▶ [DOCUMENT EXCERPT]
# Storing objects above your jointer...no beuno!



## BerBer5985 (Oct 10, 2011)

So tonight I'm milling some wood down on my dj 20 jointer and the guard has been sticking open a little bit here lately and needs adjusted, but just haven't done it yet. Tonight the machine is running, I go to grab my next piece and accident bump it into the shelf above my jointer, and knocks off a can if spray adhesive which happens to get knicked by the spinning blades and then manages to spray glue uncontrollably all over the shop! Awesome!! Spray glue is fun to get up! So needless to say, get the guard fixed and stop storing crap in dangerous positions! Thank god it was only glue and not sonething else. Anyway, after getting creative with every cuss word I know, I then spent the next 45 mins cleaning up spray adhesive! Great fun! Haha!


----------



## Loren (May 30, 2008)

That's kind of funny. Spray adhesive is awful.


----------



## Unknowncraftsman (Jun 23, 2013)

Spray Adhesive is nasty stuff ,Thanks for the heads up I keep my sprays in a cabinet right next to my fire extinguisher,But I do keep my jar full of bumble bees above the jointer.I will now move them in the house.Were they won't bother me if they get out.


----------



## BerBer5985 (Oct 10, 2011)

Yeah thank god it wasn't bees! Haha! It was one of those "you have got to be kidding me" moments! If it had fallen 2" to the right or left, no harm no foul, but it falls right on into the crack where the blades are and nicks the aluminum seat can and then it was like a bomb of spray adhesive went off.


----------



## BigRedKnothead (Dec 21, 2012)

oh for crying out loud. Sounds like something I'd do. Had to been a mess, but still kind of funny


----------



## TheWoodenOyster (Feb 6, 2013)

I did the old exploding spray can trick with brown spraypaint can about a year ago. Not as bad to clean up as glue, but just as exciting.


----------



## freddy1962 (Feb 27, 2014)

▶ [AIM A] Update the records from the line containing "If you could tag every instance of the tractor rear" down to the line containing "point(1211, 512)", swapping "tyre" for "tire" and leaving everything else unchanged.
The forum thread and the records have no connection to each other.

▶ [DATA SUPPLIED]
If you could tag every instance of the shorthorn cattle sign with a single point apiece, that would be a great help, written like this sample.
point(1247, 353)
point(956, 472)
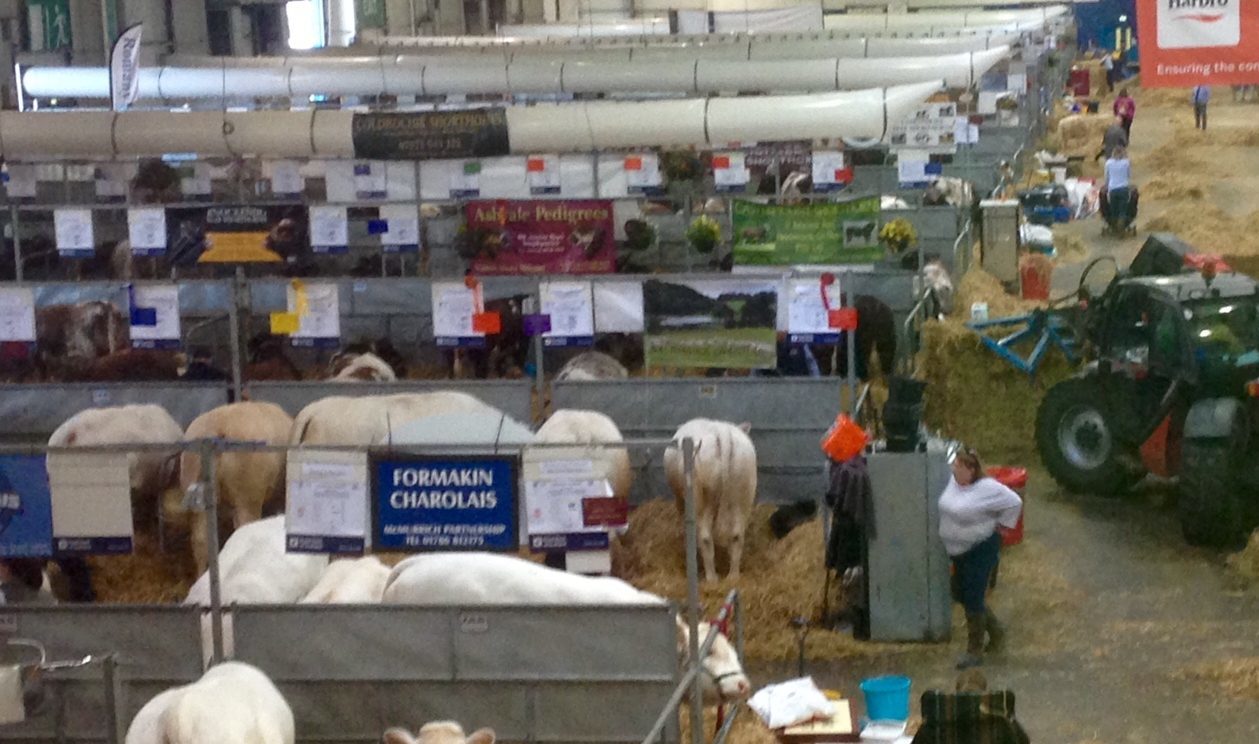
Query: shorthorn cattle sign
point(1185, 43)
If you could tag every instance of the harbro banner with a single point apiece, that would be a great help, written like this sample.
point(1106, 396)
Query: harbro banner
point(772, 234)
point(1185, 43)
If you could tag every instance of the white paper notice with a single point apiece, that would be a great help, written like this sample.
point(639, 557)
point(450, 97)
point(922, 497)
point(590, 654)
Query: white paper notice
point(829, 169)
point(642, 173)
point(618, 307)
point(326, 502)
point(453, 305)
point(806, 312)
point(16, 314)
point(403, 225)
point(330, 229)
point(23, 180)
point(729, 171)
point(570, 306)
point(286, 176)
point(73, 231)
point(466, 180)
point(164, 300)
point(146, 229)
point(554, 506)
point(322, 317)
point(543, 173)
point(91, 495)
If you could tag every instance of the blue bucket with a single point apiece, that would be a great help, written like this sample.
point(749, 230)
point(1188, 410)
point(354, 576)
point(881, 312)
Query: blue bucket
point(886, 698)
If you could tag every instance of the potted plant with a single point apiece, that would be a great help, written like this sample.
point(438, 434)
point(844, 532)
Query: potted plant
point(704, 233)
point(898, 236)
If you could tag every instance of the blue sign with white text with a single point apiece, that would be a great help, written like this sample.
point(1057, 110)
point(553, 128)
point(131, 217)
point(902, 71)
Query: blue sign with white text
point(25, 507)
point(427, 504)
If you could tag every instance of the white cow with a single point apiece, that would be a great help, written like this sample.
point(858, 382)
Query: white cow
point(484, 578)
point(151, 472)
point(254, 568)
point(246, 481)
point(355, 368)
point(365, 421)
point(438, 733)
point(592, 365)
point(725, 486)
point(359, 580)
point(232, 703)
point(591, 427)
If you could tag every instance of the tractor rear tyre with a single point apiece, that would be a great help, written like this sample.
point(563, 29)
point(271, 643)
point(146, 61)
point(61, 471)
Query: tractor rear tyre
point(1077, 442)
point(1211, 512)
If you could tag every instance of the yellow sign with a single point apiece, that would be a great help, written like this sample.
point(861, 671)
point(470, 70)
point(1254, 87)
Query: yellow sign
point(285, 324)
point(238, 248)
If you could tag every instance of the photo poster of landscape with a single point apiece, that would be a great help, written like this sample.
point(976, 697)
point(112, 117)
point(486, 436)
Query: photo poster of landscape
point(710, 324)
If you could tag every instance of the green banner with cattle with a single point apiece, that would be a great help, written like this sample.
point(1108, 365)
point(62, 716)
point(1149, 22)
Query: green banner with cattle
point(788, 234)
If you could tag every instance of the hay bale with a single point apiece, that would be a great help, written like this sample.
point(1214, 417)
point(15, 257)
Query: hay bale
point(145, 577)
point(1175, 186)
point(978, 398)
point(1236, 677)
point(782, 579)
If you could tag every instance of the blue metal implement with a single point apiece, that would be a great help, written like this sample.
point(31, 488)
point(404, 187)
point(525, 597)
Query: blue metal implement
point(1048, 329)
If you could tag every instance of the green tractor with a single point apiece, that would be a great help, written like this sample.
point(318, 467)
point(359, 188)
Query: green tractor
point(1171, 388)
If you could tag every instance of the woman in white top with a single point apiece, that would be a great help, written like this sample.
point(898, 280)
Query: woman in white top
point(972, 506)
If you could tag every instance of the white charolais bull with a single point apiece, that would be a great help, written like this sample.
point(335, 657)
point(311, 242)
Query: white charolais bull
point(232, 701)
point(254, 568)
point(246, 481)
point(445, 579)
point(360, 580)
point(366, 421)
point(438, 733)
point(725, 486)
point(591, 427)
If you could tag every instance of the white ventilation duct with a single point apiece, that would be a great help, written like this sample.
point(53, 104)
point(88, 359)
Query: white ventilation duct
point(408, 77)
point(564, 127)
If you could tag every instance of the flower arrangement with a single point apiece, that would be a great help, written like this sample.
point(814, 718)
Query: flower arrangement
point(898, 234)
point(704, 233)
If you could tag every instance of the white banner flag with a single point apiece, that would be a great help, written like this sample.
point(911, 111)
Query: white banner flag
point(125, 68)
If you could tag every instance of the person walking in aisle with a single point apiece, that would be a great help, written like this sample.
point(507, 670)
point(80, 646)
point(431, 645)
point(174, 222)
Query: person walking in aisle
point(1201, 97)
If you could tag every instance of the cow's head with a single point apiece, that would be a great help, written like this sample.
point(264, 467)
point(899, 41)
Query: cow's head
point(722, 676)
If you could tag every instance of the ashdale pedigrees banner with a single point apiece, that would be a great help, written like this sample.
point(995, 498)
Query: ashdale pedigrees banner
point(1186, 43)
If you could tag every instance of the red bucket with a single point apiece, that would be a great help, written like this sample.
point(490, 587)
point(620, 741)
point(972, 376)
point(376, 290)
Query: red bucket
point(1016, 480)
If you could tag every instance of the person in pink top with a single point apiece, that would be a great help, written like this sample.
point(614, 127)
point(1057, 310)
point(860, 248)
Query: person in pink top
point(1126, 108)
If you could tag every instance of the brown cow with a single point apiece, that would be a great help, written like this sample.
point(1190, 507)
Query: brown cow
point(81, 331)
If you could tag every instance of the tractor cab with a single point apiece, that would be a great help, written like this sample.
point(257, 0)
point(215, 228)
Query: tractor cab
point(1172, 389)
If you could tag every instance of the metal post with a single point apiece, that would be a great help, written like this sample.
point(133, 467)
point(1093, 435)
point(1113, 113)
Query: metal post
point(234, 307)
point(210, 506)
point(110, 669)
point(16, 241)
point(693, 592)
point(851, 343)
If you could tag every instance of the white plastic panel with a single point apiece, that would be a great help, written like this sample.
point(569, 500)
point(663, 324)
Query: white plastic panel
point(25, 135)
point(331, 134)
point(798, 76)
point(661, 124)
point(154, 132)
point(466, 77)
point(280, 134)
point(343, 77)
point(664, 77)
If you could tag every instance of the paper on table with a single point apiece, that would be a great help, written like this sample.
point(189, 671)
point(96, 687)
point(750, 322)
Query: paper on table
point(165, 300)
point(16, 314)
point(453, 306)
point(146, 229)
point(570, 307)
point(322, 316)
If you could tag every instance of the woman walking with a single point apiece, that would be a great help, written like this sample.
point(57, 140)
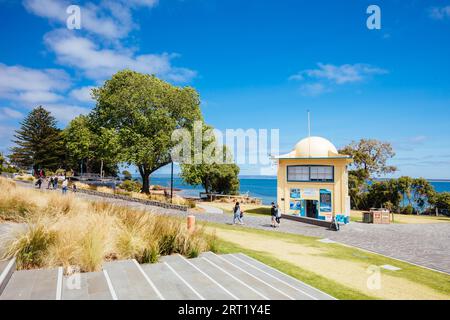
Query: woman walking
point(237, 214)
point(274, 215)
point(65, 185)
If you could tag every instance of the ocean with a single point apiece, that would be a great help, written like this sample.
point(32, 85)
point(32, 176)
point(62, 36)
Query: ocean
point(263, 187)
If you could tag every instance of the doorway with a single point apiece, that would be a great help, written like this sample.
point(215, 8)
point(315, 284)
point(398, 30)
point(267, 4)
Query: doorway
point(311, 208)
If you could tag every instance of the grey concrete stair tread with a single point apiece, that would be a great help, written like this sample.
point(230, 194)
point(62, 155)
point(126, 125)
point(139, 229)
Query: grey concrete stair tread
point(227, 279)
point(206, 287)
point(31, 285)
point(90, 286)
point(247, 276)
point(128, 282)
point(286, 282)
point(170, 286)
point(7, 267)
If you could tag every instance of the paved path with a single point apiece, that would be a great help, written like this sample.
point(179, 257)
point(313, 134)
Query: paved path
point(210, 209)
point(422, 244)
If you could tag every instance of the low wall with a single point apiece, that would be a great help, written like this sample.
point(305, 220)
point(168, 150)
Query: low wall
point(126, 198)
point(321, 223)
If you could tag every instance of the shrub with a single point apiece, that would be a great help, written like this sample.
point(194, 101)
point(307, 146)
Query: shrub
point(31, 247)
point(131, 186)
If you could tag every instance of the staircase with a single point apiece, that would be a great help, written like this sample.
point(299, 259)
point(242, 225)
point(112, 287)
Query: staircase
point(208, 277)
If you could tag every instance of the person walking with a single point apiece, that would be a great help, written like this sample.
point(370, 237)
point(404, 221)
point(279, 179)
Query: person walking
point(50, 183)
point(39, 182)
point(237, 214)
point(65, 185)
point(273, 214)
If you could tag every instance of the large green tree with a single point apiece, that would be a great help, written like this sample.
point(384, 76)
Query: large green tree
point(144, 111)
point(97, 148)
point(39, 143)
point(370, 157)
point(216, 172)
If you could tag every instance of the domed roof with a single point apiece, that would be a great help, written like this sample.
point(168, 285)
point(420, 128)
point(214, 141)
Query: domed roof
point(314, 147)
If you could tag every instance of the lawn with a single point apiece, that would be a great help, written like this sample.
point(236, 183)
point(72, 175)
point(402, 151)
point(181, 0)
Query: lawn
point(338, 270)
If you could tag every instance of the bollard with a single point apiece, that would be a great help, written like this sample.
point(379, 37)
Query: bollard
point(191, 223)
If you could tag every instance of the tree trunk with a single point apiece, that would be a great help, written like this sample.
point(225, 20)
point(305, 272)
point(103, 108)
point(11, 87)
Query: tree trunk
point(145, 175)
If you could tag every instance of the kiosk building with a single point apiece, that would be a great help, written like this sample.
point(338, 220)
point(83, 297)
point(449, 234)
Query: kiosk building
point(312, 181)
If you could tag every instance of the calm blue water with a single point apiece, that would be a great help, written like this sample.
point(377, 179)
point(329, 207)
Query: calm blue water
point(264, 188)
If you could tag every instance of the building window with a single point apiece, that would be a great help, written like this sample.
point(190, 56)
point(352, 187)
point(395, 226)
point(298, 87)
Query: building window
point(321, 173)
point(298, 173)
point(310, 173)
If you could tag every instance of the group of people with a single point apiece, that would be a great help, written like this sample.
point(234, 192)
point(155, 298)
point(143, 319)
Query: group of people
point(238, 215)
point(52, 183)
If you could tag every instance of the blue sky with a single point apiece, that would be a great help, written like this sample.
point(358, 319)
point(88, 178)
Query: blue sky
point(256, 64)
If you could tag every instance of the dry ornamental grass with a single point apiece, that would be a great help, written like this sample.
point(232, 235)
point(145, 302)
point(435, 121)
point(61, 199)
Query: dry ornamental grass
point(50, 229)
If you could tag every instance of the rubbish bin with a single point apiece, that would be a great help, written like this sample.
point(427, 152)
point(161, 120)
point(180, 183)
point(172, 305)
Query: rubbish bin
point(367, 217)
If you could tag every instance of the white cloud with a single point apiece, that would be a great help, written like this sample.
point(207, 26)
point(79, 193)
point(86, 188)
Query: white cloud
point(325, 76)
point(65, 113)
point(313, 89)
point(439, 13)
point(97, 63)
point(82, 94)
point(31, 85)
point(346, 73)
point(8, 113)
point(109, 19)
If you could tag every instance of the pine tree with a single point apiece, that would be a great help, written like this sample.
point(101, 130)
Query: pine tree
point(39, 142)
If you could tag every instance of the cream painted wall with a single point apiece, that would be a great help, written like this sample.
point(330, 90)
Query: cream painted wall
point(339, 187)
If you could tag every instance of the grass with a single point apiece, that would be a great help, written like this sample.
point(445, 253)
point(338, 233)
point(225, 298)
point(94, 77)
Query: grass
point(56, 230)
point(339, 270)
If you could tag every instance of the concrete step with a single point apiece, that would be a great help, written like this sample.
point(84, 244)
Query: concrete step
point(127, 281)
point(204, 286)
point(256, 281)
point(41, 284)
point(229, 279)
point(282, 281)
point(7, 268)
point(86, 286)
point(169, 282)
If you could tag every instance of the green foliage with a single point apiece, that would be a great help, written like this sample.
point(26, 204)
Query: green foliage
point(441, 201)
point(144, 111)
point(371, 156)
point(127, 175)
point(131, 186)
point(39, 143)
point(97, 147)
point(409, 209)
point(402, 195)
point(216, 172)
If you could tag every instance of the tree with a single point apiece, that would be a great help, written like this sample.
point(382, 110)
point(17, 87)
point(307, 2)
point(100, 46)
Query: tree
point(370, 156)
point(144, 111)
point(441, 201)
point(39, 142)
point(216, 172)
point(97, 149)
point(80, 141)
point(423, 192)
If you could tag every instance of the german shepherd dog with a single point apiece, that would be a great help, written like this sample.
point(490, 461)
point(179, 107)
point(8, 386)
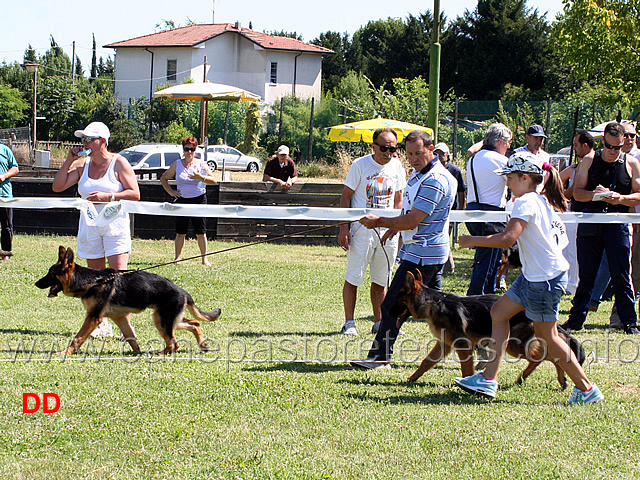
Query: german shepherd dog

▶ [AIM B] In the forum thread, how long did the first poster spend cleaning up the spray adhesive?

▶ [TASK OUTPUT A]
If you could tag every instance of the tractor rear tire with a single point apiece, that would be a great help, written like this sample.
point(563, 29)
point(271, 643)
point(146, 61)
point(61, 471)
Query: tractor rear tire
point(1077, 442)
point(1211, 512)

▶ [TASK OUTPUT B] 45 minutes.